■ SOURCE INFORMATION ■
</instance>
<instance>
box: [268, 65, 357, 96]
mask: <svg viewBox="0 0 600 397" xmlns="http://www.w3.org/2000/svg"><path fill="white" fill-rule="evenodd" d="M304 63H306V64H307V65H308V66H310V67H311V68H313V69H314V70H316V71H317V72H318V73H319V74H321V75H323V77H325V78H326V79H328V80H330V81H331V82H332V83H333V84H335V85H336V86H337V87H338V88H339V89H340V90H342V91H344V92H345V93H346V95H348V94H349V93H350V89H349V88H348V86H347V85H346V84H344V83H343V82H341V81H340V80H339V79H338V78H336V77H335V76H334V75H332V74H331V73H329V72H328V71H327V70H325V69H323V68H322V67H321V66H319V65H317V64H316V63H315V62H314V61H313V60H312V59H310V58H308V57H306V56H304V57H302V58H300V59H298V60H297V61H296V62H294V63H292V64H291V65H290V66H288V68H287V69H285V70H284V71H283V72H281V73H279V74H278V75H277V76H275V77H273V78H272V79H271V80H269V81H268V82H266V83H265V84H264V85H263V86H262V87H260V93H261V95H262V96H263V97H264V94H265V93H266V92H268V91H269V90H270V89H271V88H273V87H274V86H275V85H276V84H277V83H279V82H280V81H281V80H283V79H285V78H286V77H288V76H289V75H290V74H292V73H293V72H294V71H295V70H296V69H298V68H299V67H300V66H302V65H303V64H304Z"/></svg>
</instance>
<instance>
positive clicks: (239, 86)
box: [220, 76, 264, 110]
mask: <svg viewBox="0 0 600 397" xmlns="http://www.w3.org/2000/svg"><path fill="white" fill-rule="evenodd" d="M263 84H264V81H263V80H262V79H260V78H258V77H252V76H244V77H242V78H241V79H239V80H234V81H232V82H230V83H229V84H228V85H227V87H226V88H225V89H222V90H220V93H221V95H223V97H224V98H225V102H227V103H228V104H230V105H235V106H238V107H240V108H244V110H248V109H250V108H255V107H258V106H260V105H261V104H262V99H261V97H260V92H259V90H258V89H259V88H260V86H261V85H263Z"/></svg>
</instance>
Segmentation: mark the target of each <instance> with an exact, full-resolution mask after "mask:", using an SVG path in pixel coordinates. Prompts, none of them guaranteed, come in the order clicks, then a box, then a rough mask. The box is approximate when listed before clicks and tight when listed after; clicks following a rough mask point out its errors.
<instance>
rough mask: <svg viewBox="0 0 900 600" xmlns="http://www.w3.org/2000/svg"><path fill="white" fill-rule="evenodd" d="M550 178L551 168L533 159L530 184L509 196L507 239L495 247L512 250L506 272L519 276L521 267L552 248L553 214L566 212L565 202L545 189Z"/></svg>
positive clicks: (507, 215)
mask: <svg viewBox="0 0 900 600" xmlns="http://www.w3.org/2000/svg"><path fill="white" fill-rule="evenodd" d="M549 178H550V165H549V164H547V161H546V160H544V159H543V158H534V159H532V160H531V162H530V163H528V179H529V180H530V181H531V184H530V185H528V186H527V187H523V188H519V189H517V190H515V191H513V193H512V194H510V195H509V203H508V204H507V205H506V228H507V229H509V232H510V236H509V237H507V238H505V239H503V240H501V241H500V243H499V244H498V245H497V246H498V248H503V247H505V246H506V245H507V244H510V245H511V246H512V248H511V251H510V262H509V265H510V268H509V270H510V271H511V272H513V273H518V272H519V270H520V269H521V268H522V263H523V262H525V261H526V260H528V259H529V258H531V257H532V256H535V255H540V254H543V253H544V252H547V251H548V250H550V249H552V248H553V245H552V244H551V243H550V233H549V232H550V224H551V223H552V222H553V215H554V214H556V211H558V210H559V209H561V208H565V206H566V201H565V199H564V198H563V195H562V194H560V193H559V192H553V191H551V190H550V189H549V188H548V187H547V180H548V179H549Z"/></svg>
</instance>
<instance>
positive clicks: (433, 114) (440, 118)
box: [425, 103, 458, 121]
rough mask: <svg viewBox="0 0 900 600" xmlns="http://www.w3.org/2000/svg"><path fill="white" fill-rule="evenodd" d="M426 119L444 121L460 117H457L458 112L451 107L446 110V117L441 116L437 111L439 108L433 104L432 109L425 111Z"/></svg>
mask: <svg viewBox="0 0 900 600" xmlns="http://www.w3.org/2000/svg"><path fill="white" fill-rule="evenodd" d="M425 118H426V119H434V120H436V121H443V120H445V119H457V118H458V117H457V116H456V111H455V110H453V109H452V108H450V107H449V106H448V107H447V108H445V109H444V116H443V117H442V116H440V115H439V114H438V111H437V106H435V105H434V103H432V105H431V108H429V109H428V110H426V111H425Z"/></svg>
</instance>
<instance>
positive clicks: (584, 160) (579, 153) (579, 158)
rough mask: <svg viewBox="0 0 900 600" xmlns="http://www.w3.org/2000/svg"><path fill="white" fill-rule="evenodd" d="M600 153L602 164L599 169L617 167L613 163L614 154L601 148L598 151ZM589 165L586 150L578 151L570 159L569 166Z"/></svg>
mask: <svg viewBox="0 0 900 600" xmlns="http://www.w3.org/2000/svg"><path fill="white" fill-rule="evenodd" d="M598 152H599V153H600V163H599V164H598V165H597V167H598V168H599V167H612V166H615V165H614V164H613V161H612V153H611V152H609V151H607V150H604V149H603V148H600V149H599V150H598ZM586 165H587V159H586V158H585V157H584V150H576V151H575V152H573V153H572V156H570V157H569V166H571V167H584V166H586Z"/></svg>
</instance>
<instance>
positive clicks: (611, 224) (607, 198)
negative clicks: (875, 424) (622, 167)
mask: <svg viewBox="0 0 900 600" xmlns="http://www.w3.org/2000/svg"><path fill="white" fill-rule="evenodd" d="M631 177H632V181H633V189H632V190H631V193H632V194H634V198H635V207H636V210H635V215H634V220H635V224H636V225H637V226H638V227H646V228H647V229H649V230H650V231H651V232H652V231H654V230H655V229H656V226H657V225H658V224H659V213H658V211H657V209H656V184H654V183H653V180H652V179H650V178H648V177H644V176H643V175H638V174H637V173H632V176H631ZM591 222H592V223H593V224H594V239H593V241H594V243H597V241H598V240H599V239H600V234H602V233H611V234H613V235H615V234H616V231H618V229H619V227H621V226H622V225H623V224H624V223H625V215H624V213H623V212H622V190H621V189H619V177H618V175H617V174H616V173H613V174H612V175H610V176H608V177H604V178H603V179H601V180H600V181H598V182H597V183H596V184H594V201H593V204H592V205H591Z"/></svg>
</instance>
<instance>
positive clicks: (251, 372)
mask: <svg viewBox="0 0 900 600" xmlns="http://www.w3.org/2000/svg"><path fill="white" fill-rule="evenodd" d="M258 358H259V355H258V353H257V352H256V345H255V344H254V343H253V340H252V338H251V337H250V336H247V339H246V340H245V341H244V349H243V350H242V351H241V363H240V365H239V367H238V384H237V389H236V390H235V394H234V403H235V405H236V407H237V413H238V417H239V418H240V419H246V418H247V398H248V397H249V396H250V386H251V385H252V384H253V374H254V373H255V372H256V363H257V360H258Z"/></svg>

■ YOUR ASSIGNMENT ■
Going from the line that contains "positive clicks: (611, 224) (607, 198)" to the last line of the records, reproduce every line as written.

■ ANSWER BELOW ■
positive clicks: (611, 224) (607, 198)
negative clicks: (875, 424) (622, 167)
mask: <svg viewBox="0 0 900 600" xmlns="http://www.w3.org/2000/svg"><path fill="white" fill-rule="evenodd" d="M631 177H632V181H633V189H632V190H631V193H632V194H634V198H635V207H636V210H635V215H634V220H635V224H636V225H637V226H638V227H646V228H647V229H649V230H650V231H651V232H652V231H654V230H655V229H656V226H657V225H658V224H659V213H658V211H657V209H656V184H654V183H653V180H652V179H650V178H648V177H644V176H643V175H638V174H637V173H632V176H631ZM591 222H592V223H593V224H594V239H593V241H594V243H597V241H598V240H599V239H600V234H602V233H611V234H613V235H615V234H616V231H618V229H619V227H621V226H622V225H623V224H624V223H625V215H624V213H623V212H622V190H621V189H619V177H618V175H617V174H616V173H613V174H612V175H610V176H608V177H604V178H603V179H601V180H600V181H598V182H597V183H596V184H594V201H593V204H592V205H591Z"/></svg>
</instance>
<instance>
positive clicks: (251, 372)
mask: <svg viewBox="0 0 900 600" xmlns="http://www.w3.org/2000/svg"><path fill="white" fill-rule="evenodd" d="M258 358H259V355H258V353H257V352H256V345H255V344H254V343H253V340H252V338H251V337H250V336H247V339H246V340H245V341H244V349H243V350H242V351H241V363H240V365H239V367H238V384H237V389H236V390H235V394H234V403H235V405H236V407H237V413H238V417H239V418H240V419H246V418H247V398H248V397H249V396H250V386H251V385H252V384H253V374H254V373H255V372H256V363H257V360H258Z"/></svg>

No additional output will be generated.